**Text:**
-*-

March 24 (Bloomberg) -- Understanding President Barack Obama’s predicament in reversing the worst housing slump since the Great Depression may come down to a court fight between hedge fund manager Bruce Rose and billionaire Wilbur Ross over who’s responsible for driving down prices.
Ross’s American Home Mortgage Servicing Inc. and Rose’s Carrington Capital Management LLC are accusing each other of worsening the recession by devaluing homes and the mortgage bonds that sparked it. In a Stamford, Connecticut, lawsuit, Carrington says American Home hurt its hedge funds’ clients by dumping foreclosed homes tied to its subprime bonds at “fire sale” prices. American Home, which countersued on March 20, says Carrington wants to grab bondholders’ money by blighting communities with vacant homes.
Obama’s $75 billion mortgage-relief plan seeks to slow foreclosures by giving banks, investors and servicers incentives to modify loan terms for struggling borrowers. To succeed, he must overcome conflicting interests like those in the Carrington suit and a dozen more around the country.
“This is fundamentally the logjam the government must break,” said Anthony Sanders, a former Deutsche Bank AG mortgage-bond research director who is now an Arizona State University professor in Tempe. “These types of lawsuits show there are really perverse incentives for servicers and mortgage- bond-investor conflicts that have wreaked havoc amid the housing and banking crises.”
Almost 291,000 homes were involved in foreclosure filings in February, up 30 percent from a year ago, following January’s 18 percent rise, according to RealtyTrac Inc., an Irvine, California-based online marketplace for such properties.
Broken Market
Fixing the $10.5 trillion mortgage market, bloated by loans to people earlier this decade who previously didn’t qualify, is key to reviving the U.S. economy, which contracted 6.2 percent in the fourth quarter, the fastest pace since 1982.
Mortgages account for 80 percent of consumer debt, and housing costs represent about 22 percent of the economy, according to Federal Reserve and Hoover Institution data. Home prices have fallen an average of 27 percent since the residential real estate market peaked in July 2006, according to a Standard & Poor’s/Case-Shiller index.
For more than three decades, lenders have been packaging loans into bonds, selling those securities and hiring servicers to distribute money collected from borrowers. Without investors buying mortgage-backed bonds, banks would run short of money for new loans.
Bigger Than Treasuries
About 64 percent of the total value of U.S. home loans is now bundled into bonds -- a $6.7 trillion market that is 10 percent bigger than the sum of all outstanding Treasuries. About 70 percent of that market is guaranteed by government-supported Fannie Mae and Freddie Mac or Ginnie Mae, a federal agency.

-*-

**Material shown:**
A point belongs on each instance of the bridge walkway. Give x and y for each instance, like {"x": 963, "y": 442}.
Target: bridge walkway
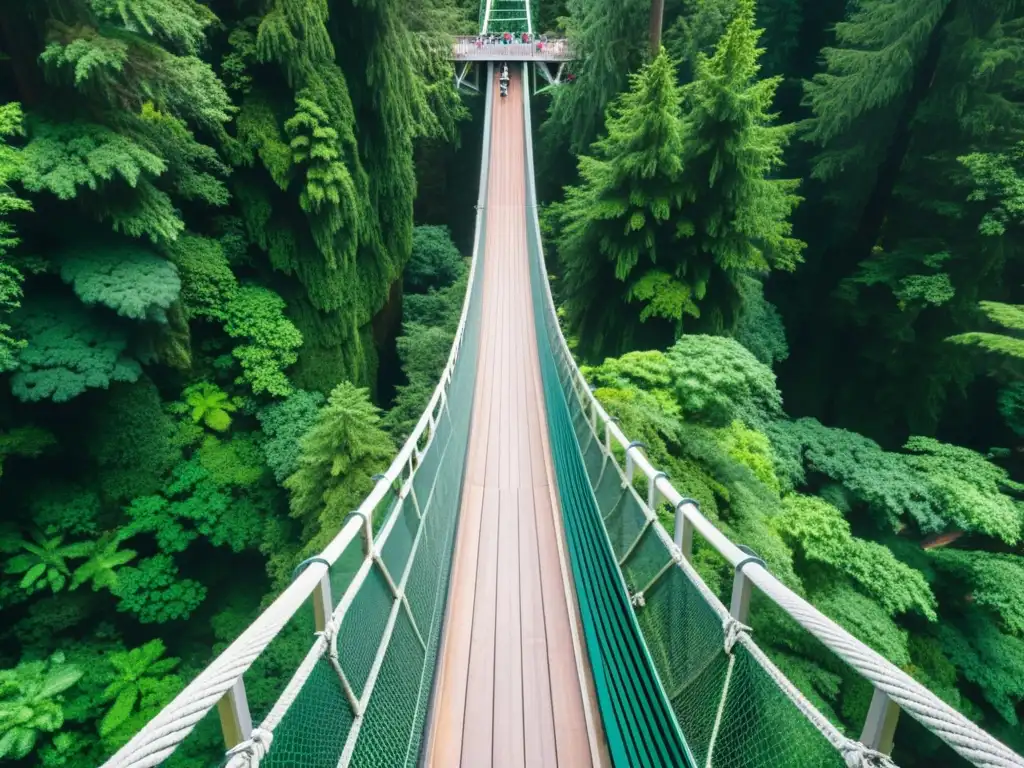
{"x": 510, "y": 692}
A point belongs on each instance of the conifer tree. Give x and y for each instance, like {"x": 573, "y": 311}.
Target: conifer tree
{"x": 678, "y": 209}
{"x": 338, "y": 458}
{"x": 624, "y": 219}
{"x": 737, "y": 212}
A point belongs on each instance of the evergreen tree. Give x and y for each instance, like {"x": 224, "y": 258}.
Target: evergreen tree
{"x": 338, "y": 458}
{"x": 681, "y": 209}
{"x": 625, "y": 219}
{"x": 737, "y": 212}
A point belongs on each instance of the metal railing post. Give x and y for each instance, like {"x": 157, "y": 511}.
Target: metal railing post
{"x": 880, "y": 725}
{"x": 630, "y": 466}
{"x": 739, "y": 607}
{"x": 236, "y": 721}
{"x": 683, "y": 535}
{"x": 742, "y": 588}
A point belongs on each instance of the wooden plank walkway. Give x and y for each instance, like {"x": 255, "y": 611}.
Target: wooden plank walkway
{"x": 509, "y": 693}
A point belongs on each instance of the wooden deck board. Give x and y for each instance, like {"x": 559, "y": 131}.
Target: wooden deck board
{"x": 508, "y": 693}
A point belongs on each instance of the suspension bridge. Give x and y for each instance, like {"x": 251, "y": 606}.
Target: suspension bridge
{"x": 506, "y": 595}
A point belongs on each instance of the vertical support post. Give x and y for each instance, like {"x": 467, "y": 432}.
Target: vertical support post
{"x": 236, "y": 722}
{"x": 629, "y": 459}
{"x": 323, "y": 602}
{"x": 880, "y": 725}
{"x": 683, "y": 535}
{"x": 739, "y": 607}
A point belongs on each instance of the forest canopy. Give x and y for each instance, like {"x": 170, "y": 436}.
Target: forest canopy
{"x": 784, "y": 239}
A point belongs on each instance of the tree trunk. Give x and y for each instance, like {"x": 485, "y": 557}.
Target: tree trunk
{"x": 867, "y": 232}
{"x": 656, "y": 16}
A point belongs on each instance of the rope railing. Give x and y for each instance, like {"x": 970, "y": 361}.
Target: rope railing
{"x": 221, "y": 685}
{"x": 894, "y": 689}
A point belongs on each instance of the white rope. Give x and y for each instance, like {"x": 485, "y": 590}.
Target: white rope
{"x": 249, "y": 753}
{"x": 732, "y": 629}
{"x": 857, "y": 756}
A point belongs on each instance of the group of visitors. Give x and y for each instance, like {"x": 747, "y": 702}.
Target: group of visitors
{"x": 506, "y": 38}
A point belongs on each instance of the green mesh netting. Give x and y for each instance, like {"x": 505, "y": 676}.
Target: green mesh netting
{"x": 637, "y": 718}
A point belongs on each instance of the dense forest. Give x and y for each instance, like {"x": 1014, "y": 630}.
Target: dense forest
{"x": 788, "y": 247}
{"x": 232, "y": 241}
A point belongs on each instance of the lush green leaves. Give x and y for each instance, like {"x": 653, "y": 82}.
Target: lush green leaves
{"x": 131, "y": 281}
{"x": 339, "y": 456}
{"x": 31, "y": 702}
{"x": 255, "y": 315}
{"x": 143, "y": 683}
{"x": 70, "y": 350}
{"x": 155, "y": 593}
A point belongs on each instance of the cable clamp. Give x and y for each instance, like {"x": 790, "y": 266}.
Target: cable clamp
{"x": 857, "y": 756}
{"x": 254, "y": 749}
{"x": 732, "y": 629}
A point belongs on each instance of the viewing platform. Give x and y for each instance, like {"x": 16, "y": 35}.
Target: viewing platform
{"x": 480, "y": 49}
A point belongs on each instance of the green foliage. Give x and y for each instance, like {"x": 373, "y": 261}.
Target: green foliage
{"x": 181, "y": 23}
{"x": 31, "y": 702}
{"x": 994, "y": 581}
{"x": 103, "y": 561}
{"x": 737, "y": 207}
{"x": 680, "y": 202}
{"x": 998, "y": 178}
{"x": 42, "y": 561}
{"x": 284, "y": 425}
{"x": 10, "y": 278}
{"x": 129, "y": 440}
{"x": 819, "y": 532}
{"x": 989, "y": 658}
{"x": 329, "y": 192}
{"x": 435, "y": 262}
{"x": 255, "y": 314}
{"x": 131, "y": 281}
{"x": 883, "y": 41}
{"x": 70, "y": 350}
{"x": 141, "y": 686}
{"x": 207, "y": 282}
{"x": 338, "y": 457}
{"x": 610, "y": 44}
{"x": 716, "y": 381}
{"x": 25, "y": 441}
{"x": 431, "y": 320}
{"x": 967, "y": 489}
{"x": 71, "y": 159}
{"x": 209, "y": 404}
{"x": 155, "y": 592}
{"x": 866, "y": 621}
{"x": 626, "y": 214}
{"x": 760, "y": 328}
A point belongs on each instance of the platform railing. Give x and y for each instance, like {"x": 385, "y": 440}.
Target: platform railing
{"x": 481, "y": 49}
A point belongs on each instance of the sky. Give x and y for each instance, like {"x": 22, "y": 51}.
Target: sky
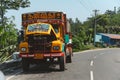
{"x": 81, "y": 9}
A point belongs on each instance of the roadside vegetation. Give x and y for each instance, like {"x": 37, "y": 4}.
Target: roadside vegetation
{"x": 8, "y": 30}
{"x": 83, "y": 32}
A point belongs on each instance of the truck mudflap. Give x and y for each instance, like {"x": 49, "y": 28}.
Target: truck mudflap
{"x": 25, "y": 55}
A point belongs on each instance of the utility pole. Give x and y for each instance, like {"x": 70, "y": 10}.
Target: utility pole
{"x": 95, "y": 12}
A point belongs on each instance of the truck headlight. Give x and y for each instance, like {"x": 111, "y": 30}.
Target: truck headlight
{"x": 23, "y": 49}
{"x": 56, "y": 47}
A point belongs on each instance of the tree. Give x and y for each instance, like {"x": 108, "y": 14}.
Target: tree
{"x": 11, "y": 5}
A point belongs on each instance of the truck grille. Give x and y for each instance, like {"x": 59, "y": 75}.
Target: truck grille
{"x": 39, "y": 44}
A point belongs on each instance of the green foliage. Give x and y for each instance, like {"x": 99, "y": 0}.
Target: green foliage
{"x": 109, "y": 22}
{"x": 8, "y": 32}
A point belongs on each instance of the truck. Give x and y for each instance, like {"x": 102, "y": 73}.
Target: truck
{"x": 47, "y": 39}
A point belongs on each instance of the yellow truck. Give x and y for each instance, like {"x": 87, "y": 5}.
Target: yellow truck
{"x": 47, "y": 39}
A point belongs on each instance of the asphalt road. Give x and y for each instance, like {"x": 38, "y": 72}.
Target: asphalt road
{"x": 89, "y": 65}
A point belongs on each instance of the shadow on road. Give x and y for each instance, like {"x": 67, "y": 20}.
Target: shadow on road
{"x": 42, "y": 69}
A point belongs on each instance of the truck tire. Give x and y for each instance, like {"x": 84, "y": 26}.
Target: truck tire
{"x": 68, "y": 59}
{"x": 25, "y": 64}
{"x": 62, "y": 63}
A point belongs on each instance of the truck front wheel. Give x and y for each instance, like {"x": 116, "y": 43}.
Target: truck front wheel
{"x": 25, "y": 64}
{"x": 62, "y": 63}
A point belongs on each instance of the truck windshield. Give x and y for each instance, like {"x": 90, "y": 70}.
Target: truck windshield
{"x": 38, "y": 27}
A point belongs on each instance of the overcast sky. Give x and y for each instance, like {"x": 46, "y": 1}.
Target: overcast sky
{"x": 80, "y": 9}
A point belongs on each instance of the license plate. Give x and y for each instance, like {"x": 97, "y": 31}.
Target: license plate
{"x": 38, "y": 56}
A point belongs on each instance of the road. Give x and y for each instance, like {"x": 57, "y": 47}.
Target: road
{"x": 88, "y": 65}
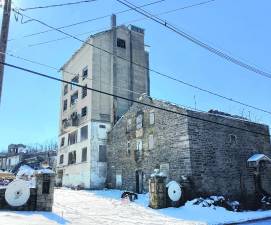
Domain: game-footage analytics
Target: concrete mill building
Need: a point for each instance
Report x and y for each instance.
(86, 116)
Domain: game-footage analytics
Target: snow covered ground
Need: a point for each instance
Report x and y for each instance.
(106, 207)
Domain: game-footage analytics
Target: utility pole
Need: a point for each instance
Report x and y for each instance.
(4, 39)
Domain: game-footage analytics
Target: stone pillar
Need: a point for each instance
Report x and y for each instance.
(45, 191)
(158, 192)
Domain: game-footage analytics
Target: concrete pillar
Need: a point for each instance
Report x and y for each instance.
(45, 191)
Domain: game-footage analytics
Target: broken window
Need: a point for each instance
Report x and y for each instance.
(65, 89)
(72, 138)
(62, 141)
(121, 43)
(152, 118)
(84, 133)
(84, 111)
(74, 98)
(128, 148)
(84, 91)
(139, 121)
(72, 158)
(74, 80)
(84, 154)
(61, 159)
(151, 142)
(65, 105)
(102, 153)
(46, 184)
(129, 124)
(85, 73)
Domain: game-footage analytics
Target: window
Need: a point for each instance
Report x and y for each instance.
(62, 141)
(84, 111)
(72, 139)
(151, 142)
(72, 158)
(233, 139)
(85, 73)
(84, 91)
(128, 148)
(139, 120)
(84, 154)
(61, 159)
(139, 145)
(74, 80)
(74, 98)
(102, 153)
(84, 133)
(65, 89)
(152, 118)
(65, 104)
(121, 43)
(129, 124)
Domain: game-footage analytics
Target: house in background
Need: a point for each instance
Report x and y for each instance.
(212, 157)
(86, 116)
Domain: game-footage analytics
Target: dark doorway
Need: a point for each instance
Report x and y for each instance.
(139, 181)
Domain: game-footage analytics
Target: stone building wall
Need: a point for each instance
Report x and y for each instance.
(211, 156)
(219, 155)
(170, 149)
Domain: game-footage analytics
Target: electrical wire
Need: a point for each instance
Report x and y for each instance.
(195, 40)
(131, 100)
(147, 68)
(57, 5)
(84, 21)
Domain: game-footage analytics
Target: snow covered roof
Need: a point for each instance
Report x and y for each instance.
(259, 157)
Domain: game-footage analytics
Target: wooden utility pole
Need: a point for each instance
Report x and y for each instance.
(4, 39)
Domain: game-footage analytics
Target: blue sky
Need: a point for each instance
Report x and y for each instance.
(29, 112)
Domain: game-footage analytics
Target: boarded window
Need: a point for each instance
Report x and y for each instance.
(151, 142)
(65, 105)
(61, 159)
(84, 154)
(72, 138)
(139, 121)
(62, 141)
(84, 111)
(85, 73)
(102, 153)
(84, 91)
(74, 80)
(74, 98)
(72, 158)
(65, 89)
(121, 43)
(152, 118)
(84, 133)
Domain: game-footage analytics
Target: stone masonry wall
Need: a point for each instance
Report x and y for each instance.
(219, 163)
(170, 147)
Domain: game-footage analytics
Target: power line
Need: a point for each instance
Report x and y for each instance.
(127, 22)
(57, 5)
(147, 68)
(130, 100)
(196, 41)
(85, 21)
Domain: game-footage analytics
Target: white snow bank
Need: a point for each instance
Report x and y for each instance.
(190, 212)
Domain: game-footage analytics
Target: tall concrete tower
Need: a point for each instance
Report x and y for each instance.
(87, 116)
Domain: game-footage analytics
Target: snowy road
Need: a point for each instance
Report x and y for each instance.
(85, 208)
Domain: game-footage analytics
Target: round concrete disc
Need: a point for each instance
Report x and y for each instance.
(174, 191)
(17, 193)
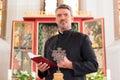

-*-

**Problems to solve:**
A - Following the listing, retype the mortgage lawsuit article from "Obama’s $75 billion" to "around the country.".
B - Below the listing, carry on the mortgage lawsuit article past the point where it stops.

**Results for each task:**
A -
Obama’s $75 billion mortgage-relief plan seeks to slow foreclosures by giving banks, investors and servicers incentives to modify loan terms for struggling borrowers. To succeed, he must overcome conflicting interests like those in the Carrington suit and a dozen more around the country.

B -
The rest -- about $1.8 trillion worth -- has been divvied up by levels of risk and sold. Safer slices, or tranches, offer smaller yields than those with lower-priority claims on homeowners’ interest and principal payments.
“The result is what is known as ‘tranche warfare,’ with the servicer caught in between competing groups of investors,” according to a March 6 report by the congressionally appointed panel overseeing the U.S.’s $700 billion finance industry bailout.
Those dueling interests, “fear of litigation” and related issues discourage negotiations to modify loan terms, which is why “foreclosures that injure both the investor and the homeowner continue to mount,” the report concluded.
Fronting Payments
Carrington’s Feb. 9 suit in Connecticut Superior Court in Stamford accuses Irving, Texas-based American Home of putting its interests ahead of those of bondholders the company is required to protect. The conflicts over handling foreclosed homes are typical in the industry, said Sanders of Arizona State.
When a loan goes into default, servicers like American Home are obligated to front the missed monthly interest and principal payments to bond investors. Servicers have little incentive to rework loans because they are reimbursed more for foreclosure- related expenses, the congressional report said. Once it unloads a property, the servicer recoups money it paid to bondholders and turns over the rest of the proceeds. The quicker American Home sells a home, the sooner it can stop making those monthly payments.
After a foreclosed home is sold, bondholders stop getting principal and interest each month. Holders of the riskiest, lowest-priority bonds often end up getting little or nothing from sale proceeds because other investors have higher-ranking claims on that money. That’s why Greenwich, Connecticut-based Carrington’s hedge funds, which owned the riskiest kinds of bonds, stands to gain from delays.
Salomon Brothers
“The very subordinated tranches are owned by hedge funds,” Ross, 71, said in a Bloomberg Radio interview on Feb. 26. “Those tranches have little or no value, and the hedge funds are trying to use litigation as a means to get something out of nothing.”
Rose, a 50-year-old former Salomon Brothers bond trader, founded Carrington in 2003. One of its hedge funds, Carrington Investment Partners LP, returned 66 percent between its 2004 creation and May 2007, according to a letter to investors at the time. Hedge funds are mostly private pools of capital whose managers participate substantially in the profits from their speculation on whether the price of assets will rise or fall.
Kept Risky Parts
Carrington began one of its funds with $25 million from New Century Financial Corp., then the U.S.’s second-biggest subprime lender, the mortgage company said in Securities and Exchange Commission filings. The hedge fund bought the lender’s loans, packaged them into bonds and sold all but the riskiest tranches, the company said.
The firm did the same with subprime loans from other lenders, including H&R Block Inc.’s Option One, according to bond filings.
After New Century failed in 2007, Carrington bought the Irvine, California-based company’s servicing business for $188 million, giving it more control over loans backing bonds it owned or might buy.
Ross, based in New York, profited from buying and selling bankrupt steel and textile companies, including LTV Corp. Last year, his WL Ross & Co. bought mortgage-servicing units from American Home and Option One for a total of $1.8 billion and combined them.
Among Option One’s assets were contracts that gave Carrington “special rights” to dictate how loans backing its bonds were managed, the hedge-fund firm said in its suit. In prospectuses, investors in other bonds backed by those loans were warned that Carrington’s special rights were “potentially adverse to their own interests,” it said in the suit.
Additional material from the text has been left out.